Given problem: Write out the data below word for word, from the line containing "For this evaluation, spot every instance of the window" through the last line of the data, both ends included.

Data records:
──────
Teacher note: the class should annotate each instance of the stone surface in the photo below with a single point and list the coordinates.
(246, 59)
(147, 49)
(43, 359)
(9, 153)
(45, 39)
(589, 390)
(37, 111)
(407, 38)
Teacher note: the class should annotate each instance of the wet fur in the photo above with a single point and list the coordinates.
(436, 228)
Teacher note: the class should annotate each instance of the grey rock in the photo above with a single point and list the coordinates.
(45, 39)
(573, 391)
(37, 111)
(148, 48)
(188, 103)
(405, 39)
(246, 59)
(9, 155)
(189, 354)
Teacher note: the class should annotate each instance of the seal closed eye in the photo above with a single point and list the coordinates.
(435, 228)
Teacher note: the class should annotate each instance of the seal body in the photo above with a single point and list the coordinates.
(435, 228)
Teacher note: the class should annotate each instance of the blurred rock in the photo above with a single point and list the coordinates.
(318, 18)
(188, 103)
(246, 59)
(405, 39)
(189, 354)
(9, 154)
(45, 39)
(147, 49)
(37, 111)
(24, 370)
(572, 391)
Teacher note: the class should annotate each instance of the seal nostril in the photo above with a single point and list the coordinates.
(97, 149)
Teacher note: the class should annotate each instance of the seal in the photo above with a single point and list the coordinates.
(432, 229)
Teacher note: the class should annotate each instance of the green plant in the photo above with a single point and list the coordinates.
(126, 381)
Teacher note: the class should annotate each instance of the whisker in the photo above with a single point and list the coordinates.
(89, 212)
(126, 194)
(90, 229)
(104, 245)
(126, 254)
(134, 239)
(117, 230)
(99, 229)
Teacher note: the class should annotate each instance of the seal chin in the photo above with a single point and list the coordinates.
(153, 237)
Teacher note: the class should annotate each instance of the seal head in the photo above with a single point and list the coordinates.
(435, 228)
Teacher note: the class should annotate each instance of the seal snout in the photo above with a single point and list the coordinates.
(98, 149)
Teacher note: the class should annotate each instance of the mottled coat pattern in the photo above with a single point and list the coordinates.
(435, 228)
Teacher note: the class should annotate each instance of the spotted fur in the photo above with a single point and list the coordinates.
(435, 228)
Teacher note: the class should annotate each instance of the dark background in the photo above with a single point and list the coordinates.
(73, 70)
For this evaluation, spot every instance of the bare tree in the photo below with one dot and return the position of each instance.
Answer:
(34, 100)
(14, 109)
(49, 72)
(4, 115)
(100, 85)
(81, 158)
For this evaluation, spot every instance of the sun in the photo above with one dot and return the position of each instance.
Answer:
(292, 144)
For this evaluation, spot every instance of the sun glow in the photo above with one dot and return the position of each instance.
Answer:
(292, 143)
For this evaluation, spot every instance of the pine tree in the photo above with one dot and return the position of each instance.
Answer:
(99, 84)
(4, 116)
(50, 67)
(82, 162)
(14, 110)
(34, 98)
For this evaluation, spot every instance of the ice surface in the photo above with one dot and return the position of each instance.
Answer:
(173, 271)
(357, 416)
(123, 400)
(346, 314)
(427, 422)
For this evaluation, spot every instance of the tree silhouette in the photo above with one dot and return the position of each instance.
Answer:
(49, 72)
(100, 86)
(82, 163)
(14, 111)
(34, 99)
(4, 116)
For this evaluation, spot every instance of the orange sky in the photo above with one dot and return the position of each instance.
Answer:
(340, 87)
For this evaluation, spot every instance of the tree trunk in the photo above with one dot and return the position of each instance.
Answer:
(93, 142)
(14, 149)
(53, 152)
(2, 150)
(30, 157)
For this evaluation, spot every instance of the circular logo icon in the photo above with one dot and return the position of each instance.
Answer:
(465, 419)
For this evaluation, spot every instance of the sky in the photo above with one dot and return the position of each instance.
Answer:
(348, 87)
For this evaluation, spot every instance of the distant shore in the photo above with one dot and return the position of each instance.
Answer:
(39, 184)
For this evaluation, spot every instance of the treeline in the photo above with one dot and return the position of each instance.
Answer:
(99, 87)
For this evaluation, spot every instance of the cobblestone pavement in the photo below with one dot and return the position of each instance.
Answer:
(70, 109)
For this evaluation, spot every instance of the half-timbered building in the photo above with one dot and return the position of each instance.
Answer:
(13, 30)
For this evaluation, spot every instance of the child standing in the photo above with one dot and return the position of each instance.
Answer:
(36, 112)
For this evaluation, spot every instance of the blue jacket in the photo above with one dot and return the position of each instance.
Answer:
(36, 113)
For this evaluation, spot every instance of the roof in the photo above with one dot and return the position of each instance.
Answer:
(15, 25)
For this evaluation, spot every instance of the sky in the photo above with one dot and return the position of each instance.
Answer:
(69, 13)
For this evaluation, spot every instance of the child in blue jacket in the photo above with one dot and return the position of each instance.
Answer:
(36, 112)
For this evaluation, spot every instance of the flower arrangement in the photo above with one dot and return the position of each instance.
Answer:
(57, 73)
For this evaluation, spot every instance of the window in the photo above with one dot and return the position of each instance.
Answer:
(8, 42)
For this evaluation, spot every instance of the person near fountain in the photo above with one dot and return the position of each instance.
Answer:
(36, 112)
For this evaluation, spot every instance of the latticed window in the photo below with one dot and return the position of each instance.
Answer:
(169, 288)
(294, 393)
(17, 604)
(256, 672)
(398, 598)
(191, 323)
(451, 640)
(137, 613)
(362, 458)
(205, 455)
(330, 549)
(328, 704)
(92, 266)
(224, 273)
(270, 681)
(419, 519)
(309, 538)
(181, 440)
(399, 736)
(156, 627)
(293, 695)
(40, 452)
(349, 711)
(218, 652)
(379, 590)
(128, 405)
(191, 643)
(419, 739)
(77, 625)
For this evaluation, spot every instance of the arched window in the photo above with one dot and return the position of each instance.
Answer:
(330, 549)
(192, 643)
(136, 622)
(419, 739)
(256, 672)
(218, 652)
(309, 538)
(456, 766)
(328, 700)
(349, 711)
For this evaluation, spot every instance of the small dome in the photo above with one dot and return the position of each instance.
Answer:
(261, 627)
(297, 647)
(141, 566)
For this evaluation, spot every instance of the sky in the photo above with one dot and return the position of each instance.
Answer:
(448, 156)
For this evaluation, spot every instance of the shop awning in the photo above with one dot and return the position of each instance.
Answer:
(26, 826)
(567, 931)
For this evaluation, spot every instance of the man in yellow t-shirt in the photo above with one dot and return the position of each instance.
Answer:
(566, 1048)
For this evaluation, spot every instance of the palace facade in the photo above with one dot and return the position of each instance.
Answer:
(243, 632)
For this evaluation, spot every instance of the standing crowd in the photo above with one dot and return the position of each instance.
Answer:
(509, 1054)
──────
Complete answer:
For this evaluation, spot every instance of the window in the photo above with one dot and return the position of each instance.
Answer:
(8, 42)
For this evaluation, spot every instance of the person near fountain in the photo above with one dot and return the position of each instance.
Answer:
(36, 112)
For this evaluation, spot every instance of the latticed window in the photo below with one dot and return the position of each instance.
Answer:
(169, 288)
(294, 393)
(17, 604)
(256, 672)
(398, 598)
(191, 323)
(451, 640)
(137, 613)
(362, 458)
(205, 455)
(330, 549)
(328, 704)
(92, 266)
(224, 273)
(270, 681)
(419, 519)
(309, 538)
(181, 440)
(399, 736)
(156, 627)
(293, 695)
(40, 452)
(349, 711)
(218, 652)
(379, 590)
(128, 405)
(191, 643)
(419, 739)
(77, 625)
For this evaluation, spot every instance of the arched window in the photo above with one dot and return the position of each instance.
Answer:
(330, 549)
(192, 643)
(136, 622)
(419, 739)
(256, 672)
(218, 652)
(309, 538)
(456, 766)
(328, 700)
(349, 711)
For this evaluation, spot every instance of the small dome in the photo above with one dot and return the position of each instance.
Answer:
(261, 627)
(297, 647)
(141, 566)
For this evaluation, spot every instance of the sky in the photo above with one dot and return the position of each instance.
Answer:
(448, 156)
For this evaluation, spot every instance of the shop awning in the photo above with one dot and return the position of each instance.
Answer:
(26, 826)
(567, 931)
For this evaluation, spot every instance of the man in yellow t-shirt in the photo above with one dot and return the position of each instance.
Answer:
(566, 1048)
For this evaluation, spot every instance of the palace facade in the photo above with one dot and return the position of each instance.
Answer:
(243, 632)
For this evaluation, spot every instance of the standing crowd in the photo above with one dot and return the position of each instance.
Answer:
(509, 1054)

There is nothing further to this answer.